Sebesar apapun ilmu yang kupelajari di masa-masa sekolah dulu takkan bisa mengalahkan sifat pemalu dalam diriku. Tidak. Aku sebenarnya tidak pemalu. Disini, aku dikenal teman-temanku sebagai anak "cerewet". Tidak hanya di dunia nyata, di facebook pun berlaku hal serupa. Aku bahkan biasanya menjadi penganggu yang unik diantara mereka. Heh, Maka tak pantas rasanya aku mengatakan diriku pemalu.
Aku hanya terlalu takut jika seseorang menolak perasaanku. Pertemanan itu berubah renggang. Aku mungkin takkan berani lagi sekadar menyapa. Tak ada banyak hal yang bisa dibanggakan dariku.
Engkau berkata jenius, tapi aku seringkali melihat teman-teman lelakiku tidak butuh kepandaian sesuper Albert Einstein untuk menggaet teman-teman perempuan di sekolah kita.
Kau berkata gagah, akh, sungguh ceroboh rasanya engkau mau menyandingkanku dulu dengan teman-teman yang lebih tinggi dariku. Ingat tidak? Aku sejak dulu dikenal sebagai "siswa kecil" di sekolah. Sampai-sampai, kini teman-teman sekolah kita ataupun guru disana harus terkejut (seakan tak percaya) tatkala melihatku dengan sedikit perubahan yang berbeda. "Wah, kamu ternyata sudah lebih tinggi ya," kalimat pertama yang selalu ditujukan buatku.
Oh ya, engkau juga berkata tentang ketampanan dari dalam, semacam inner beauty. Akan tetapi, apakah kau tahu, seseorang lebih suka membeli buku karena melihat sampulnya saja? Engkau tahu dan engkau mengerti akan hal itu..
Ada banyak hal yang selalu terbalik di dunia ini.
Memory. |
Akan tetapi, aku mulai melupakannya. Aku membuangnya jauh-jauh. Tak mungkin aku bersaing dengan seseorang yang berbeda sekolah namun setiap hari setia menjemputmu. Jika engkau menyandingkanku dengannya, aku akan mengalah. Aku sama sekali selalu kalah jika harus bersaing soal perasaan. Sekolah, tak pernah mengajarkanku bagaimana cara mengungkapkannya.
Dan tahukah engkau, sungguh pengalaman yang lucu ketika pertama kali menginjakkan kaki di kota Makassar, aku bertemu dan berteman dengan lelaki itu. Aku yang tidak pernah bertemu dengannya diperkenalkan teman sekelasku di sekolah dulu melalui bisikan-bisikan singkat.
"Dia itu pacarnya," bisiknya padaku.

◆ **Data untuk Ditinjau**
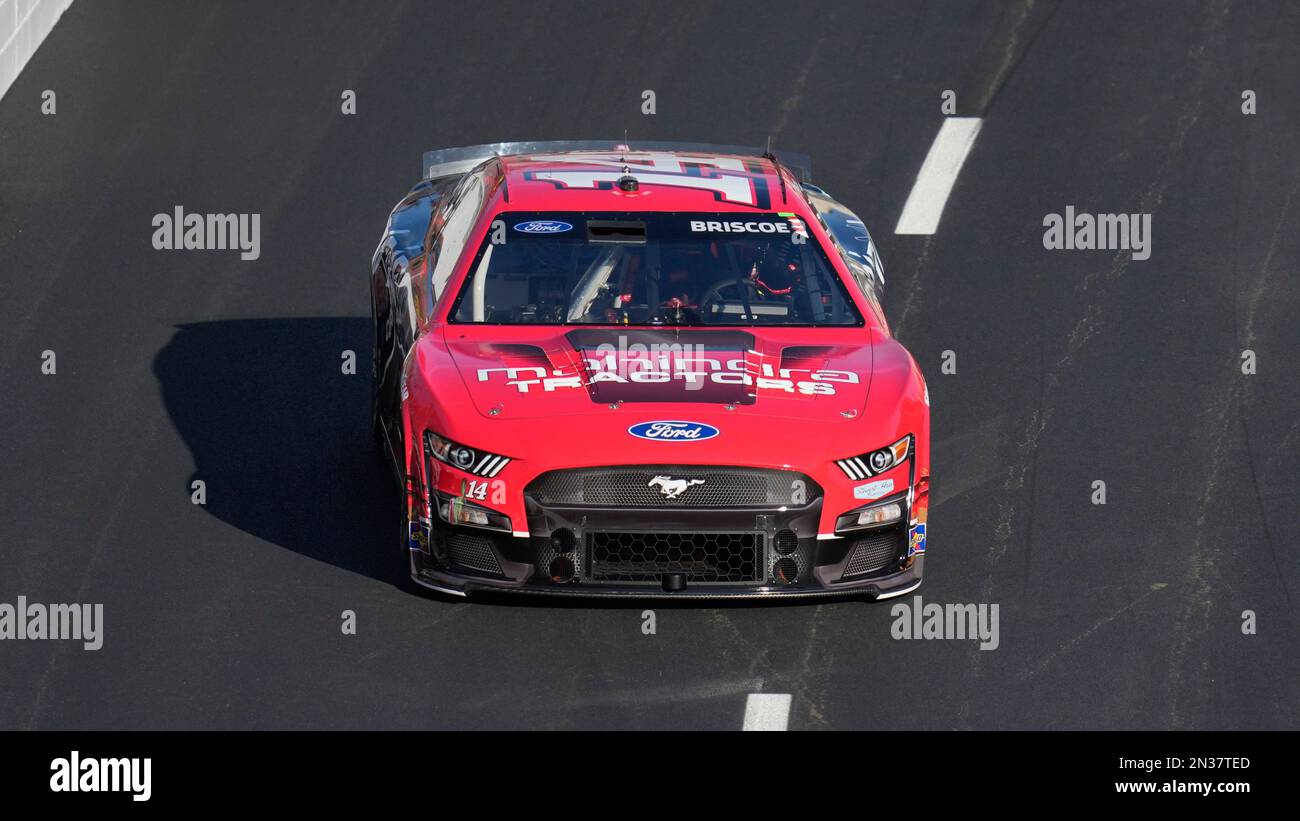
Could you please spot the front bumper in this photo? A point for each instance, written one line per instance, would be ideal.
(651, 554)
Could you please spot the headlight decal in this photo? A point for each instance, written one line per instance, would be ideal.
(464, 457)
(874, 463)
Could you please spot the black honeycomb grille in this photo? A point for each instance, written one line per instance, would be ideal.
(703, 557)
(872, 552)
(473, 552)
(674, 486)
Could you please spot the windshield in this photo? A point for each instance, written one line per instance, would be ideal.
(693, 269)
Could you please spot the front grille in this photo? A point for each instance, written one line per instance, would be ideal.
(674, 486)
(703, 557)
(473, 552)
(872, 552)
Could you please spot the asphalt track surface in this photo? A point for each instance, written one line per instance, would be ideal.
(1071, 365)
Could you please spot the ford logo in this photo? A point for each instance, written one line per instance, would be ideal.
(674, 431)
(544, 226)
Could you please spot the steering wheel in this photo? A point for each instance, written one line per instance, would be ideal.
(736, 286)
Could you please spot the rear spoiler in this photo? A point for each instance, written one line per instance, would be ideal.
(446, 161)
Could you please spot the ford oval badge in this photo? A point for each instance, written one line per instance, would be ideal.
(674, 431)
(544, 226)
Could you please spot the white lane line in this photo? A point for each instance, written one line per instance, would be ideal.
(767, 711)
(24, 25)
(937, 174)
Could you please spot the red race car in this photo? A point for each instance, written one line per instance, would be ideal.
(651, 370)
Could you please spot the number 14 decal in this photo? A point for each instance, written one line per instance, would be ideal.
(471, 489)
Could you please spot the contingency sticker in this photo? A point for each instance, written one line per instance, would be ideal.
(917, 539)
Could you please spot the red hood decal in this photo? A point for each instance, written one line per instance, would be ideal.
(813, 374)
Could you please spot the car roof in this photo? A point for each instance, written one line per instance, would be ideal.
(667, 181)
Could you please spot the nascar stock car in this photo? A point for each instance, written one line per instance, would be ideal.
(644, 370)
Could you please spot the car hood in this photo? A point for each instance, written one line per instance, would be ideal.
(806, 374)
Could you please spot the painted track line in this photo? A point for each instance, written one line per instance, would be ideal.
(937, 174)
(767, 711)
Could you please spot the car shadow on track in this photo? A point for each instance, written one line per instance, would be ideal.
(281, 438)
(281, 435)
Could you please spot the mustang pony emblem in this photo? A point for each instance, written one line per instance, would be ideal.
(671, 487)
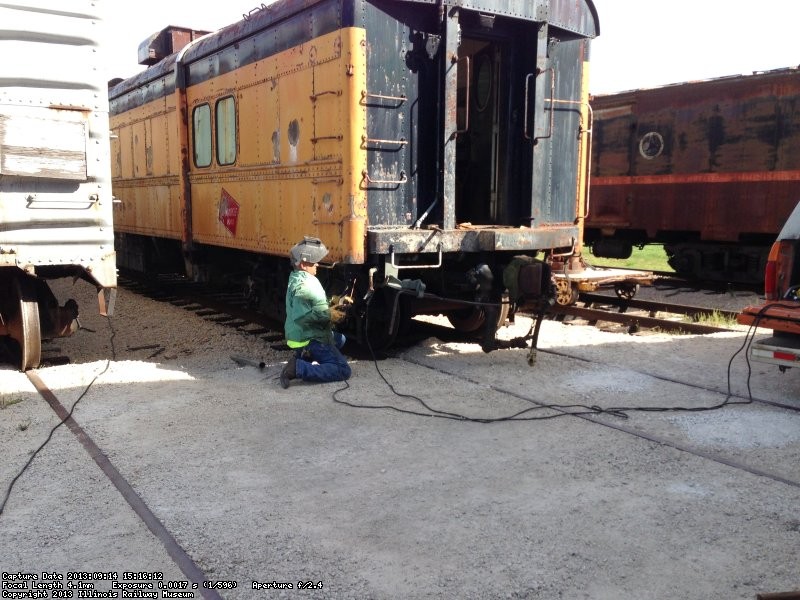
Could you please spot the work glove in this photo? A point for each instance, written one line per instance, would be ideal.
(340, 301)
(338, 314)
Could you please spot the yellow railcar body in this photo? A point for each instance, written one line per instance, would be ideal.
(145, 169)
(300, 152)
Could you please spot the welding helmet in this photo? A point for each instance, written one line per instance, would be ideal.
(310, 250)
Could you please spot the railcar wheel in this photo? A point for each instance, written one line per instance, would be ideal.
(24, 325)
(566, 293)
(626, 291)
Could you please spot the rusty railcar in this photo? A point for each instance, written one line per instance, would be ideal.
(55, 175)
(710, 168)
(427, 143)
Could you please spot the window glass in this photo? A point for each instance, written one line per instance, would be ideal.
(226, 131)
(201, 134)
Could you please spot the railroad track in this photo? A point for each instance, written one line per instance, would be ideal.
(643, 314)
(228, 307)
(156, 517)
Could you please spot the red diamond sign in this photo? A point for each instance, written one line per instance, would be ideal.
(228, 211)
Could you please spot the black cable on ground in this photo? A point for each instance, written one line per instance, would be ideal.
(565, 409)
(64, 420)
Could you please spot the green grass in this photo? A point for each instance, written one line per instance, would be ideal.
(650, 258)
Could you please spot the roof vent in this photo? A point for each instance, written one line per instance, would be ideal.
(166, 42)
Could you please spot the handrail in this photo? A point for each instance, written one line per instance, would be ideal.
(466, 103)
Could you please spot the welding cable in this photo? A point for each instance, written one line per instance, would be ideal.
(64, 420)
(562, 409)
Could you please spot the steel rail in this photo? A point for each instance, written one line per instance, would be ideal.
(184, 562)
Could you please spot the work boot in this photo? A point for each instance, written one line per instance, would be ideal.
(289, 372)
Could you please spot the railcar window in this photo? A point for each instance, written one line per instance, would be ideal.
(226, 131)
(201, 134)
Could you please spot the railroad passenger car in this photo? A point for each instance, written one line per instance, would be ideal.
(710, 168)
(426, 142)
(55, 175)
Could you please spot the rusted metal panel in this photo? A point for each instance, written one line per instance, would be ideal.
(717, 159)
(409, 241)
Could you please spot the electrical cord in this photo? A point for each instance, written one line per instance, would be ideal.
(563, 409)
(65, 419)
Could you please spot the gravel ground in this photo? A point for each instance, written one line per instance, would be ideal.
(259, 484)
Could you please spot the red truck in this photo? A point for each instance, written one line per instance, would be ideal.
(781, 308)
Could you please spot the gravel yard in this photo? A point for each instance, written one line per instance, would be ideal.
(260, 485)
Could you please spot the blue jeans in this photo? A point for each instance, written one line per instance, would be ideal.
(331, 364)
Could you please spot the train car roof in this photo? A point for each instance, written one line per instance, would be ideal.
(577, 16)
(669, 88)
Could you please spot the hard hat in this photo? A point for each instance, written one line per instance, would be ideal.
(311, 250)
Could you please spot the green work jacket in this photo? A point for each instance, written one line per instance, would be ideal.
(307, 314)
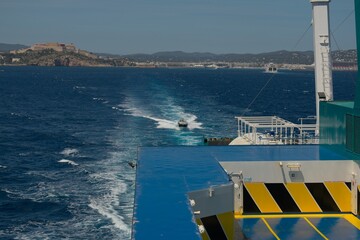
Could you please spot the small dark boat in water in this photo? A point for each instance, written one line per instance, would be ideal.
(182, 123)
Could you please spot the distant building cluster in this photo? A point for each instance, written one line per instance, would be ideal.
(58, 47)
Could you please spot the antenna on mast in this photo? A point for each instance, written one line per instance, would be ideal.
(322, 55)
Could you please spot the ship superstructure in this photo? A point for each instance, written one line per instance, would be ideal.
(272, 191)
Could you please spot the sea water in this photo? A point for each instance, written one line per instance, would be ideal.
(67, 135)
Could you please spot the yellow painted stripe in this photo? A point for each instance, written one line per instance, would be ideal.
(227, 222)
(270, 229)
(353, 220)
(341, 195)
(204, 235)
(302, 197)
(262, 197)
(338, 215)
(315, 228)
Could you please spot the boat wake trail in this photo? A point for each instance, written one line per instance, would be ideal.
(166, 116)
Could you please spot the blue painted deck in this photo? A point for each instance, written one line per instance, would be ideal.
(166, 174)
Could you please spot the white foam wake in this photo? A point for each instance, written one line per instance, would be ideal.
(69, 151)
(68, 162)
(170, 121)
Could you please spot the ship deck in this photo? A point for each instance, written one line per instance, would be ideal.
(166, 174)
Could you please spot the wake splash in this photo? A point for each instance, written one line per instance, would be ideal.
(68, 162)
(104, 205)
(170, 122)
(69, 151)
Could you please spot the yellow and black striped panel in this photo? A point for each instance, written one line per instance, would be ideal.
(303, 198)
(204, 235)
(262, 198)
(213, 227)
(227, 222)
(332, 197)
(341, 195)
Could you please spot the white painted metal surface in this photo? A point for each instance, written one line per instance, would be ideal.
(322, 54)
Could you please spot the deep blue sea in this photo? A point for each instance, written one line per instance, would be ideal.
(67, 135)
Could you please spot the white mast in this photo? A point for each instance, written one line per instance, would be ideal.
(322, 55)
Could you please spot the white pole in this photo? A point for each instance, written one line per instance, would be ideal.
(322, 55)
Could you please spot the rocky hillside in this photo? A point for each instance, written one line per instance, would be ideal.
(50, 57)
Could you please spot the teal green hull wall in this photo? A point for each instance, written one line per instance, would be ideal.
(357, 19)
(333, 122)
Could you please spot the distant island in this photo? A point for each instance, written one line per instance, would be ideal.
(61, 54)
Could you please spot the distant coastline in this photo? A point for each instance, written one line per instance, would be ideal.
(61, 54)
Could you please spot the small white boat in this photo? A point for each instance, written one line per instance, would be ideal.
(182, 123)
(270, 68)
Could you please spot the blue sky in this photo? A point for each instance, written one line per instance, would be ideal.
(148, 26)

◆ **Langkah yang Dikerjakan**
1. Menurut kutipan tersebut, dengan sebutan apa narator dikenal di sekolah sejak dulu?
2. Perbarui bagian kutipan dari "Oh ya, engkau" sampai dengan "bagaimana cara mengungkapkannya.", dengan mengganti "sampulnya" menjadi "judulnya".
Jawablah semata-mata berdasarkan kutipan di atas.

◆ **Jawaban Latihan**
1. Narator dikenal sebagai "siswa kecil".

2.
Oh ya, engkau juga berkata tentang ketampanan dari dalam, semacam inner beauty. Akan tetapi, apakah kau tahu, seseorang lebih suka membeli buku karena melihat judulnya saja? Engkau tahu dan engkau mengerti akan hal itu..
Ada banyak hal yang selalu terbalik di dunia ini.
Memory. |
Akan tetapi, aku mulai melupakannya. Aku membuangnya jauh-jauh. Tak mungkin aku bersaing dengan seseorang yang berbeda sekolah namun setiap hari setia menjemputmu. Jika engkau menyandingkanku dengannya, aku akan mengalah. Aku sama sekali selalu kalah jika harus bersaing soal perasaan. Sekolah, tak pernah mengajarkanku bagaimana cara mengungkapkannya.